Market Conditions: What’s Up With the Ritz? 664 N. Michigan in River North

118 e erie

It has been one of the most anticipated buildings to begin closings since the real estate bust.

The Ritz-Carlton Residences at 664 N. Michigan in River North finally began closings in February 2013 after several delays.

Only if you looked at public records, it seemed as if nothing was closing despite the fact that, apparently at one point, nearly 40% of the building was pre-sold.

Crain’s Reports:

Thirty-one buyers who agreed to purchase a condo in the 89-unit project at 664 N. Michigan Ave. dropped their sales contracts in the first quarter, according to Chicago consulting firm Appraisal Research Counselors. The development, which began marketing in 2006, had just 11 sales under contract at the end of the quarter.

Apparently, country records show just 5 condos have closed since February. Prism, the developer, says 8 sales have closed and “many” of the pending buyers who backed out of contracts are now “displaying interest” in the tower again.

__The tasks__
1. According to the Ritz-Carlton article, in what month and year did closings begin at 664 N. Michigan?
2. Please return the passage of the Ritz-Carlton article starting at "It has been" and ending at "building was pre-sold.".
3. State whether each statement agrees with the Ritz-Carlton article, giving yes or no with the deciding words quoted from it: (a) The project at 664 N. Michigan Ave. has 89 units. (b) The development began marketing in 2008. (c) Prism is the developer.

__Dataset content__

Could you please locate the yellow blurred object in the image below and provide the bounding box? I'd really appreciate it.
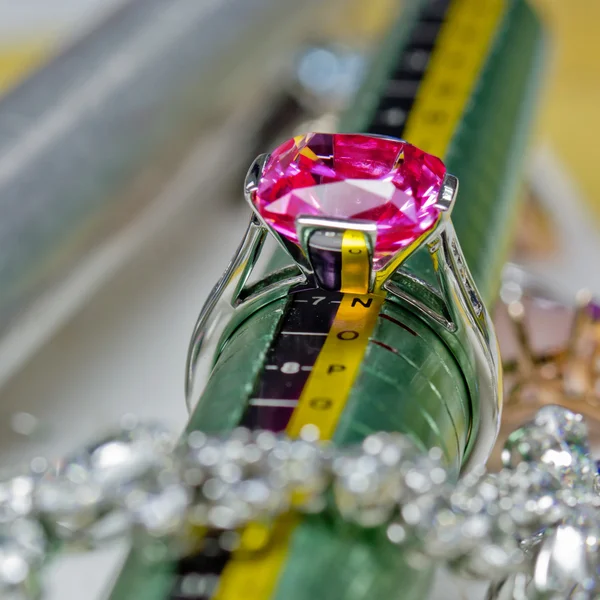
[532,0,600,217]
[0,39,54,94]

__Complete answers__
1. February 2013

2.
It has been one of the most anticipated buildings to begin closings since the real estate bust.

The Ritz-Carlton Residences at 664 N. Michigan in River North finally began closings in February 2013 after several delays.

Only if you looked at public records, it seemed as if nothing was closing despite the fact that, apparently at one point, nearly 40% of the building was pre-sold.

3.
(a) Yes: "the 89-unit project at 664 N. Michigan Ave."
(b) No: "The development, which began marketing in 2006"
(c) Yes: "Prism, the developer"